→ **GOAL OF THE EXERCISE**:
This exercise calls for every line of the listing below that contains the word "yellow".

○ ○ ○ ○ ○

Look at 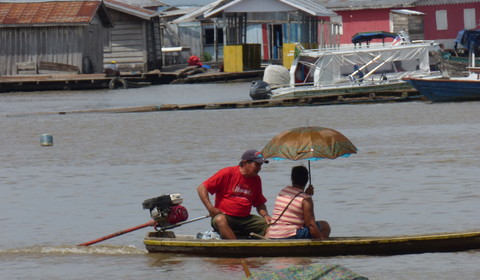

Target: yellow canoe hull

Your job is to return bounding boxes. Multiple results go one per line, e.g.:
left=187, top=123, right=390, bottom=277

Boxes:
left=144, top=230, right=480, bottom=257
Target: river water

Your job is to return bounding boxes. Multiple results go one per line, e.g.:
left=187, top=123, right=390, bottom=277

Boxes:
left=1, top=83, right=479, bottom=279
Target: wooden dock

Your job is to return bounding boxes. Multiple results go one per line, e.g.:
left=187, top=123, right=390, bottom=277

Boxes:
left=168, top=69, right=264, bottom=84
left=0, top=71, right=162, bottom=93
left=158, top=64, right=264, bottom=84
left=0, top=67, right=263, bottom=93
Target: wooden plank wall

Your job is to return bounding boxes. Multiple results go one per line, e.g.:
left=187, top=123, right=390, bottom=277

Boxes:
left=145, top=17, right=162, bottom=70
left=0, top=26, right=84, bottom=76
left=0, top=14, right=106, bottom=76
left=392, top=13, right=424, bottom=41
left=104, top=11, right=148, bottom=73
left=84, top=15, right=108, bottom=74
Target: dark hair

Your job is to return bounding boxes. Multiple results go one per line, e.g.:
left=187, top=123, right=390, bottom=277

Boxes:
left=291, top=166, right=309, bottom=187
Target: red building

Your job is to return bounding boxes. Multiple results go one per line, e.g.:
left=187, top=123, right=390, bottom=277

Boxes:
left=415, top=0, right=479, bottom=43
left=322, top=0, right=480, bottom=48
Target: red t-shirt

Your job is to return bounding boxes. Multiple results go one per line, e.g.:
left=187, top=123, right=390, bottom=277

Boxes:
left=203, top=166, right=266, bottom=217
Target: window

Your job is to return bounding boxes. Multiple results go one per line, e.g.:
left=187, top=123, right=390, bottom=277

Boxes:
left=464, top=8, right=476, bottom=29
left=204, top=28, right=224, bottom=45
left=330, top=15, right=343, bottom=35
left=436, top=10, right=448, bottom=30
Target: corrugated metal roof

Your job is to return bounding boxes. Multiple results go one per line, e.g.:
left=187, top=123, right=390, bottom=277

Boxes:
left=104, top=0, right=159, bottom=20
left=123, top=0, right=167, bottom=8
left=391, top=9, right=424, bottom=15
left=0, top=1, right=102, bottom=25
left=318, top=0, right=418, bottom=10
left=318, top=0, right=480, bottom=10
left=162, top=7, right=197, bottom=18
left=283, top=0, right=336, bottom=16
left=171, top=0, right=223, bottom=23
left=204, top=0, right=336, bottom=18
left=415, top=0, right=480, bottom=5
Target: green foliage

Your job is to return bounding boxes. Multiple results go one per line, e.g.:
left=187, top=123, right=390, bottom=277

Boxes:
left=201, top=52, right=212, bottom=62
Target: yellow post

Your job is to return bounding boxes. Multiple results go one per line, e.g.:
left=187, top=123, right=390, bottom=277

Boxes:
left=224, top=45, right=243, bottom=72
left=224, top=44, right=261, bottom=72
left=282, top=43, right=297, bottom=69
left=283, top=43, right=317, bottom=69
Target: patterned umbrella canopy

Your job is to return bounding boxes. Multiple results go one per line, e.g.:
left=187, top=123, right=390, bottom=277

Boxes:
left=261, top=126, right=357, bottom=161
left=261, top=126, right=357, bottom=184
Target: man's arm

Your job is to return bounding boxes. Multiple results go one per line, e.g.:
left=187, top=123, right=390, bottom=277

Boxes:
left=302, top=197, right=326, bottom=239
left=256, top=203, right=271, bottom=223
left=197, top=184, right=222, bottom=217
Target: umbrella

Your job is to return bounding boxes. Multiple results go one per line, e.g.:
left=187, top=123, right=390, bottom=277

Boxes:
left=261, top=126, right=357, bottom=183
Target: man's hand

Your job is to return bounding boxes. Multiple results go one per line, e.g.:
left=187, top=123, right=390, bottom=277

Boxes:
left=207, top=207, right=223, bottom=218
left=305, top=185, right=314, bottom=195
left=263, top=214, right=272, bottom=224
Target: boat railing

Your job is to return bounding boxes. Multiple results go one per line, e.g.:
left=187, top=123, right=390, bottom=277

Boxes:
left=298, top=41, right=438, bottom=57
left=272, top=82, right=315, bottom=89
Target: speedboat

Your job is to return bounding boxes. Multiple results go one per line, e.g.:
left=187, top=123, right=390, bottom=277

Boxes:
left=250, top=31, right=441, bottom=100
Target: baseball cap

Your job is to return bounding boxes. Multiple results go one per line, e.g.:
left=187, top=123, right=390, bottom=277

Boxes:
left=241, top=150, right=268, bottom=164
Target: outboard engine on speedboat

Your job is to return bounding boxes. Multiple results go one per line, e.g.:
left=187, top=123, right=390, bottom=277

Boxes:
left=142, top=193, right=188, bottom=228
left=249, top=80, right=272, bottom=100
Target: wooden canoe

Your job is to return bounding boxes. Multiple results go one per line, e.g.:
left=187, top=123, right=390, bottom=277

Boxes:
left=144, top=230, right=480, bottom=257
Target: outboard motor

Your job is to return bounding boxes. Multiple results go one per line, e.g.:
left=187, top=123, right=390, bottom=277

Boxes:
left=249, top=80, right=272, bottom=100
left=142, top=193, right=188, bottom=229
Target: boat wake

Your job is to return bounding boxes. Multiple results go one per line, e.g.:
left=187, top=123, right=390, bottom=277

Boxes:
left=0, top=244, right=147, bottom=256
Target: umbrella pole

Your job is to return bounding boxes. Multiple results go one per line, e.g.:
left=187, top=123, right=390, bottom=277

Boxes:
left=308, top=160, right=312, bottom=186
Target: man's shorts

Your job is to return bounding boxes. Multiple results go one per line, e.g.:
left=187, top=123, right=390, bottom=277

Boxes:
left=211, top=214, right=268, bottom=237
left=288, top=221, right=323, bottom=239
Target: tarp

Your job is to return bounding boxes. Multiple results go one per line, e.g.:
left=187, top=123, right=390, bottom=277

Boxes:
left=244, top=264, right=368, bottom=280
left=455, top=30, right=480, bottom=52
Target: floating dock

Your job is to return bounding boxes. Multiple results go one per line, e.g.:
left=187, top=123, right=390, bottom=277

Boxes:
left=5, top=89, right=422, bottom=117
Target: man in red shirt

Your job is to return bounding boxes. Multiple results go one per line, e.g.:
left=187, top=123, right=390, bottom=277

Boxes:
left=197, top=150, right=271, bottom=239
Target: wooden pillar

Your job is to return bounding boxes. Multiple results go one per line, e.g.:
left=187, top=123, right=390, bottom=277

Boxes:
left=214, top=18, right=218, bottom=62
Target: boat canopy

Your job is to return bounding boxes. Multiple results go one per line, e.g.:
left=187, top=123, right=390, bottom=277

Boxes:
left=292, top=43, right=436, bottom=86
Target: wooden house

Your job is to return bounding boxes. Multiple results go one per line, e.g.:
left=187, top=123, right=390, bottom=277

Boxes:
left=103, top=0, right=163, bottom=73
left=165, top=1, right=223, bottom=66
left=0, top=1, right=113, bottom=76
left=169, top=0, right=338, bottom=69
left=203, top=0, right=338, bottom=62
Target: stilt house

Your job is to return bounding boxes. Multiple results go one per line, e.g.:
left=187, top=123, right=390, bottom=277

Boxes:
left=103, top=0, right=163, bottom=73
left=0, top=0, right=113, bottom=76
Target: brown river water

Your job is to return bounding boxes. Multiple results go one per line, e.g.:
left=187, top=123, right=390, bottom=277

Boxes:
left=1, top=83, right=479, bottom=279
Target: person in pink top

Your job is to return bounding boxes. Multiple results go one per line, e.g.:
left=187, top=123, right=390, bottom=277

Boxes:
left=197, top=150, right=271, bottom=239
left=266, top=166, right=331, bottom=240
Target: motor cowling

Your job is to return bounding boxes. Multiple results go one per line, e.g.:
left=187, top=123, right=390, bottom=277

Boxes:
left=142, top=194, right=188, bottom=228
left=249, top=80, right=272, bottom=100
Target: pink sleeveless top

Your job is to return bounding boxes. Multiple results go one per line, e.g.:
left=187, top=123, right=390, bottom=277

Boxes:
left=266, top=186, right=309, bottom=239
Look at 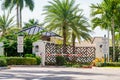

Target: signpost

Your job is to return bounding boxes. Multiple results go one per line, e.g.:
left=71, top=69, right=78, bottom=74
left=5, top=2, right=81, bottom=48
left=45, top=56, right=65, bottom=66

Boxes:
left=17, top=35, right=24, bottom=57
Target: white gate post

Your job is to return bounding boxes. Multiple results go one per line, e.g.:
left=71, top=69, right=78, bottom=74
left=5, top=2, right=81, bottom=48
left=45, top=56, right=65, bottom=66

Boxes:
left=39, top=41, right=47, bottom=66
left=33, top=40, right=47, bottom=66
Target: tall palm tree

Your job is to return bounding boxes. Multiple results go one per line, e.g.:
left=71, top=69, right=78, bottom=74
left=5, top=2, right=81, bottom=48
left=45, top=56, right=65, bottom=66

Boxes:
left=69, top=13, right=91, bottom=54
left=2, top=0, right=34, bottom=28
left=91, top=0, right=120, bottom=61
left=43, top=0, right=80, bottom=53
left=0, top=12, right=15, bottom=36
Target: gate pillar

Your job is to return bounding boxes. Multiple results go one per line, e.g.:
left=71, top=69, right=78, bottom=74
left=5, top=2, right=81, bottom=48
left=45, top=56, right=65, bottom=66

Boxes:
left=33, top=40, right=47, bottom=66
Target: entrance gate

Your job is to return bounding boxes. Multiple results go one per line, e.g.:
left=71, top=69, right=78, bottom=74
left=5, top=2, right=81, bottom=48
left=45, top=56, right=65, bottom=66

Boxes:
left=45, top=43, right=96, bottom=64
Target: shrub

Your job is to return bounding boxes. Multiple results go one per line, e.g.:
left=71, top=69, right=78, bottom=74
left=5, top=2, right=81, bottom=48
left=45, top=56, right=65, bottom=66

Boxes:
left=3, top=36, right=34, bottom=57
left=45, top=62, right=56, bottom=65
left=25, top=54, right=36, bottom=57
left=95, top=62, right=104, bottom=67
left=6, top=57, right=37, bottom=65
left=95, top=62, right=120, bottom=67
left=35, top=57, right=41, bottom=65
left=105, top=62, right=120, bottom=67
left=0, top=58, right=7, bottom=67
left=56, top=56, right=65, bottom=66
left=92, top=58, right=104, bottom=66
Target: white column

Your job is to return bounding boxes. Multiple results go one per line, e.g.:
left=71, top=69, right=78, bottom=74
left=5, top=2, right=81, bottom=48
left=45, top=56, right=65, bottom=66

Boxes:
left=39, top=41, right=46, bottom=66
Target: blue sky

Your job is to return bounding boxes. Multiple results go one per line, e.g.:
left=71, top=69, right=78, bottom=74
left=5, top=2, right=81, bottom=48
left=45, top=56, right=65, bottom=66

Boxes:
left=0, top=0, right=107, bottom=37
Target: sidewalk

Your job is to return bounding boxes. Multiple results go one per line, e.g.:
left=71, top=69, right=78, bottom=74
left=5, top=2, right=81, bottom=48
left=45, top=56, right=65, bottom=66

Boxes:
left=0, top=67, right=10, bottom=70
left=0, top=66, right=120, bottom=80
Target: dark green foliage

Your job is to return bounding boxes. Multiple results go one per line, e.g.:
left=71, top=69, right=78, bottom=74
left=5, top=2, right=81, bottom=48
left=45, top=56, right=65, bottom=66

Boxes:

○ ○ ○ ○ ○

→ **RESPONSE**:
Target: yellow canoe hull
Target: yellow post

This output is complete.